Goal
Convert the lines of the listing below, starting with the line containing "Provide the outline of every instance of the downspout" and going on through the line containing "230 111 L 237", into a JSON array of strings, one string per line, leaving out blank lines.

++++ Data entries

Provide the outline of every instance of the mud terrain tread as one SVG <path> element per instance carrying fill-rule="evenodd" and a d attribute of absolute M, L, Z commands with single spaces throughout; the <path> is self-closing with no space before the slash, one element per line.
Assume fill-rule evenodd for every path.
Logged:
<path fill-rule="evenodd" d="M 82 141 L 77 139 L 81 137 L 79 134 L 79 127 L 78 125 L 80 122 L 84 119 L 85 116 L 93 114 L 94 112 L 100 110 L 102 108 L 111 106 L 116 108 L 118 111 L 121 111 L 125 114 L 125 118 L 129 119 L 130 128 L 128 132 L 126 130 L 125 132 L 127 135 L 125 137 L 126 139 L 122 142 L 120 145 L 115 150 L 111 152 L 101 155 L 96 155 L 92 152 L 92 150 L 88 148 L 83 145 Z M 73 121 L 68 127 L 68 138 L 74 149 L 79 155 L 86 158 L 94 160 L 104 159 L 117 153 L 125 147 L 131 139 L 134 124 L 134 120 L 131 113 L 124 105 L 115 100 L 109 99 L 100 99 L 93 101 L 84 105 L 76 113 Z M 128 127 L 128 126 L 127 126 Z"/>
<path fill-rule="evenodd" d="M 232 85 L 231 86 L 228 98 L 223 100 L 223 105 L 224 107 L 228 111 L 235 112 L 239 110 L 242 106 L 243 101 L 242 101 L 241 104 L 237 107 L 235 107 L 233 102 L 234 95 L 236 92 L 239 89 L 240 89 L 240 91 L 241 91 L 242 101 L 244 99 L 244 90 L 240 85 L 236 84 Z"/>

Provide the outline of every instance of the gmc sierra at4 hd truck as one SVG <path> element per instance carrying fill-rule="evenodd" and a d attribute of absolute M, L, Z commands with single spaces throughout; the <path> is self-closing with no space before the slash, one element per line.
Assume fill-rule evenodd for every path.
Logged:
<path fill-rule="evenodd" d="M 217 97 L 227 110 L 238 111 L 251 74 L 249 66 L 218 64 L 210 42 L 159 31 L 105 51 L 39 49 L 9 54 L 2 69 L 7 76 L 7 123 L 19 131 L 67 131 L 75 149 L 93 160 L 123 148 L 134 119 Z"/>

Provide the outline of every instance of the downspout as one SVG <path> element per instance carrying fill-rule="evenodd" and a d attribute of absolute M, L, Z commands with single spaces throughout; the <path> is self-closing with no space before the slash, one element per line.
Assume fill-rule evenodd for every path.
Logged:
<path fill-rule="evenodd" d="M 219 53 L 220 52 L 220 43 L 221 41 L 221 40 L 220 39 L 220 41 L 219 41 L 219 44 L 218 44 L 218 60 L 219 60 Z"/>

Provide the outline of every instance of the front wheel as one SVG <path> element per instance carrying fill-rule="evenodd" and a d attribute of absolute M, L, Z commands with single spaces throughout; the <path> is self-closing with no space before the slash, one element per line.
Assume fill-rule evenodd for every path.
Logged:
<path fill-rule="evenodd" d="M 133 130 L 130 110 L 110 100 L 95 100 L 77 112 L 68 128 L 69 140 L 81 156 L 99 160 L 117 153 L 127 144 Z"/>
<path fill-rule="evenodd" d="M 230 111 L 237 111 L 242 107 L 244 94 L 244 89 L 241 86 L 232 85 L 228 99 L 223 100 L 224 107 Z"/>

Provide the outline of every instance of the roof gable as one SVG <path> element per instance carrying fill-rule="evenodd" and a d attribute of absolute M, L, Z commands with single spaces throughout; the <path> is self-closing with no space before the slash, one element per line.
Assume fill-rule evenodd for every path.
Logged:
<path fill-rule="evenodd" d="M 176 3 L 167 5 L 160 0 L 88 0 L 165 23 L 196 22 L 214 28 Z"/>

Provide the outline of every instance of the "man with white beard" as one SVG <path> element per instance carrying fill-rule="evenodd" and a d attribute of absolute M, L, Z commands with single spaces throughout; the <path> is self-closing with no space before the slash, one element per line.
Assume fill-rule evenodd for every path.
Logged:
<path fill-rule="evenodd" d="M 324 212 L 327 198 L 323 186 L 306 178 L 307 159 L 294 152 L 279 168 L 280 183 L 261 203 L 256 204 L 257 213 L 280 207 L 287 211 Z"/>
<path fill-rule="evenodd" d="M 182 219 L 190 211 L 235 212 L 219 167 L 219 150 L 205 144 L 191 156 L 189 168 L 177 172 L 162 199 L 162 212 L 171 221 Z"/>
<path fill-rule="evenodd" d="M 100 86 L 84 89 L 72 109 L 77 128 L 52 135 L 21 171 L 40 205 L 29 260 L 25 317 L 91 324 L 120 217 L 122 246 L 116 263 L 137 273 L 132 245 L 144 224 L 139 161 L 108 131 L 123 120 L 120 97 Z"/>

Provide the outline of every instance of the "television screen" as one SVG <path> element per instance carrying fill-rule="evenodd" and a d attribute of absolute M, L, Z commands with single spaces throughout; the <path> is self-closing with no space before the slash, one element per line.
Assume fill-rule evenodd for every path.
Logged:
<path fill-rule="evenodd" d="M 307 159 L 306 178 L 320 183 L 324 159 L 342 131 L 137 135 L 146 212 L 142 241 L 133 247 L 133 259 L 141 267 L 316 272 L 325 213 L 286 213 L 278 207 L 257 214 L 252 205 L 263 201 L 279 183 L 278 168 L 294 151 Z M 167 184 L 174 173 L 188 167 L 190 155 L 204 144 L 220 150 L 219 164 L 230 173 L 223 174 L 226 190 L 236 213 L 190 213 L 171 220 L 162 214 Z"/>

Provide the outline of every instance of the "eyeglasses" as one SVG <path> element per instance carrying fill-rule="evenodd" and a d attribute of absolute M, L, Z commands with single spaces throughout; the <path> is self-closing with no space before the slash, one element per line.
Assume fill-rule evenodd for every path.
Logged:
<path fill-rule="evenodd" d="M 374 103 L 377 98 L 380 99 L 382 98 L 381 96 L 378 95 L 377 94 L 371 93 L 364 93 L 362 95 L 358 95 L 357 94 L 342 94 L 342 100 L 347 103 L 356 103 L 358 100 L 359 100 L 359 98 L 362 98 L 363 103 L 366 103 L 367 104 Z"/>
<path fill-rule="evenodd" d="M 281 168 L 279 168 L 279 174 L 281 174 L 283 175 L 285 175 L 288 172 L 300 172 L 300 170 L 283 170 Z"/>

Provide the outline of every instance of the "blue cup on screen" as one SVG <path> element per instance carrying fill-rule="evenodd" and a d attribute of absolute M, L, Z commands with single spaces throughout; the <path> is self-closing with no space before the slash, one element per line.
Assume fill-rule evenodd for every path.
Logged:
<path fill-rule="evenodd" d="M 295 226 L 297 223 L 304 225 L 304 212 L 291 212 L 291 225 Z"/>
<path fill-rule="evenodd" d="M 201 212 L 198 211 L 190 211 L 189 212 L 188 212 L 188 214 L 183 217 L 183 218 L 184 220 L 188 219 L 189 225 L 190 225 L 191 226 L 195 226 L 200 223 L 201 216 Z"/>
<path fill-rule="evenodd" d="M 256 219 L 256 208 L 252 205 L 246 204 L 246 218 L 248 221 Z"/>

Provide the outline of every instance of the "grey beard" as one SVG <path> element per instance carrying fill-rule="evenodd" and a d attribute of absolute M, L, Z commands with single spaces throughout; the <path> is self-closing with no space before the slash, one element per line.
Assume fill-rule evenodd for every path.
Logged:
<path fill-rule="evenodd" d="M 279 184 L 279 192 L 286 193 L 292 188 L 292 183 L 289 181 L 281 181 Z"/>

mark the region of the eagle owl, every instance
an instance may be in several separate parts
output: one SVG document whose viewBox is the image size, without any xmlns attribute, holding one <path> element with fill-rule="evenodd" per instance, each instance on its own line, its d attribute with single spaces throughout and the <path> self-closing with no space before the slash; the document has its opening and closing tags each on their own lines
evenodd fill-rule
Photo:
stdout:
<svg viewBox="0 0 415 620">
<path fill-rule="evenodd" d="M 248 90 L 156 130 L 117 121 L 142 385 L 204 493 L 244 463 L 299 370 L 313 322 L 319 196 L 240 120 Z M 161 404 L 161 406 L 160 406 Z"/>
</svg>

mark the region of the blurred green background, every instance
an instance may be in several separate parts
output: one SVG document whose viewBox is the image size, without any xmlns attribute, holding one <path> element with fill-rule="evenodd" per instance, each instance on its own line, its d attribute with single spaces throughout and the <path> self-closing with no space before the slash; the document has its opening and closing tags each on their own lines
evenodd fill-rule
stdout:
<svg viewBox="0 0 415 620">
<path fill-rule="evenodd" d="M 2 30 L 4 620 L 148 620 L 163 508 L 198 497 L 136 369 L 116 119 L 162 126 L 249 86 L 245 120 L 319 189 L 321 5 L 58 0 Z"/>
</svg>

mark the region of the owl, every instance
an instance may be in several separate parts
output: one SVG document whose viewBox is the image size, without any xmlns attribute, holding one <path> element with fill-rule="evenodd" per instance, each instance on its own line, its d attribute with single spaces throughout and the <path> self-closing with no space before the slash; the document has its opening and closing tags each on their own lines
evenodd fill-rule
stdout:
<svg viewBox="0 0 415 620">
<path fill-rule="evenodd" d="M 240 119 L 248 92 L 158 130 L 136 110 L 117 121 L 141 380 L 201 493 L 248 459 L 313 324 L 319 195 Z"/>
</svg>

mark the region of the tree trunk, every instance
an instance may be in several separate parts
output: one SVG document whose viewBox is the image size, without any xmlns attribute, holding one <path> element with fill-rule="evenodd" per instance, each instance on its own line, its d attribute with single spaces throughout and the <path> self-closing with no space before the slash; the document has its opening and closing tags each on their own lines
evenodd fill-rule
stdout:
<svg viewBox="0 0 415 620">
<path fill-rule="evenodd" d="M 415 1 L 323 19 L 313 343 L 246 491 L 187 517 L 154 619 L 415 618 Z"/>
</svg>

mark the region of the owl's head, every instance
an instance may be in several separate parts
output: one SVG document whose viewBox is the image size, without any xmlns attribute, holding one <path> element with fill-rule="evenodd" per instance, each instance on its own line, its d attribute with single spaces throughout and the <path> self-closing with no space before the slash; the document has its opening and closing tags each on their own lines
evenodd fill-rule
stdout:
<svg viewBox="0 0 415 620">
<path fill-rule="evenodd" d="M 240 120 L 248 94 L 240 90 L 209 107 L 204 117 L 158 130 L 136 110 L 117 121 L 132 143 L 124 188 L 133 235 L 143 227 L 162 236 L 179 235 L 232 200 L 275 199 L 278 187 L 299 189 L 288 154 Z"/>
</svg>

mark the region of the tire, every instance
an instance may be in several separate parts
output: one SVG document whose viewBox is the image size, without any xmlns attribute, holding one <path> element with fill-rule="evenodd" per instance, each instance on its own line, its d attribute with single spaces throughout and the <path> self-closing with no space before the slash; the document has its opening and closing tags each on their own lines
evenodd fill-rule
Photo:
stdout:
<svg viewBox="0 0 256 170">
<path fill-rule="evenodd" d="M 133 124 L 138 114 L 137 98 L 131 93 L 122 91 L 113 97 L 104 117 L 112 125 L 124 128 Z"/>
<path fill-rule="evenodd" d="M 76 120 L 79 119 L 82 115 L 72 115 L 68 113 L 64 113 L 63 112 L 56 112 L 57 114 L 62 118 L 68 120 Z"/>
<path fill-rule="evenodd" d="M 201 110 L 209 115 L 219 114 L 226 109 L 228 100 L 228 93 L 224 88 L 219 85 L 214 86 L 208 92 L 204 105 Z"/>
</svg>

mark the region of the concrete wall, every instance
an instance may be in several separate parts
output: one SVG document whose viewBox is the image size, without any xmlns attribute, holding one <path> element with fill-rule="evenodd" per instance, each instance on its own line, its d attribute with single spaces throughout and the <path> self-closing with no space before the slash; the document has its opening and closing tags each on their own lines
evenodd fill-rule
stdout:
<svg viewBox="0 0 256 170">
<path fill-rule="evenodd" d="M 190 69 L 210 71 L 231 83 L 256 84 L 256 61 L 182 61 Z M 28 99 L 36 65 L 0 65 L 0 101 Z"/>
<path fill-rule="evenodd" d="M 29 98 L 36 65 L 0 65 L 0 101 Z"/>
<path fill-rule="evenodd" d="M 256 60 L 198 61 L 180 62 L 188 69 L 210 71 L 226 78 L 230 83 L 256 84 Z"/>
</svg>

++++++++

Written answer
[
  "Provide the outline of every instance of the downspout as one SVG <path> element per instance carrying fill-rule=\"evenodd\" and a d attribute of absolute M, L, Z commands with single spaces throughout; the <path> is self-closing with no space before the slash, one element per line.",
  "Assume fill-rule evenodd for every path.",
  "Logged:",
  "<path fill-rule=\"evenodd\" d=\"M 219 53 L 220 52 L 220 43 L 221 41 L 221 40 L 220 39 L 220 41 L 219 41 L 219 44 L 218 44 L 218 60 L 219 60 Z\"/>",
  "Provide the outline of every instance of the front wheel as one SVG <path> element per instance carrying fill-rule=\"evenodd\" and a d attribute of absolute M, L, Z commands with single spaces throughout; the <path> is self-closing with no space before the slash, one element per line.",
  "Assume fill-rule evenodd for every path.",
  "Logged:",
  "<path fill-rule=\"evenodd\" d=\"M 133 130 L 130 110 L 110 100 L 95 100 L 77 112 L 68 128 L 69 140 L 81 156 L 99 160 L 117 153 L 127 144 Z\"/>",
  "<path fill-rule=\"evenodd\" d=\"M 230 111 L 237 111 L 242 107 L 244 94 L 244 89 L 241 86 L 232 85 L 228 99 L 223 100 L 224 107 Z\"/>"
]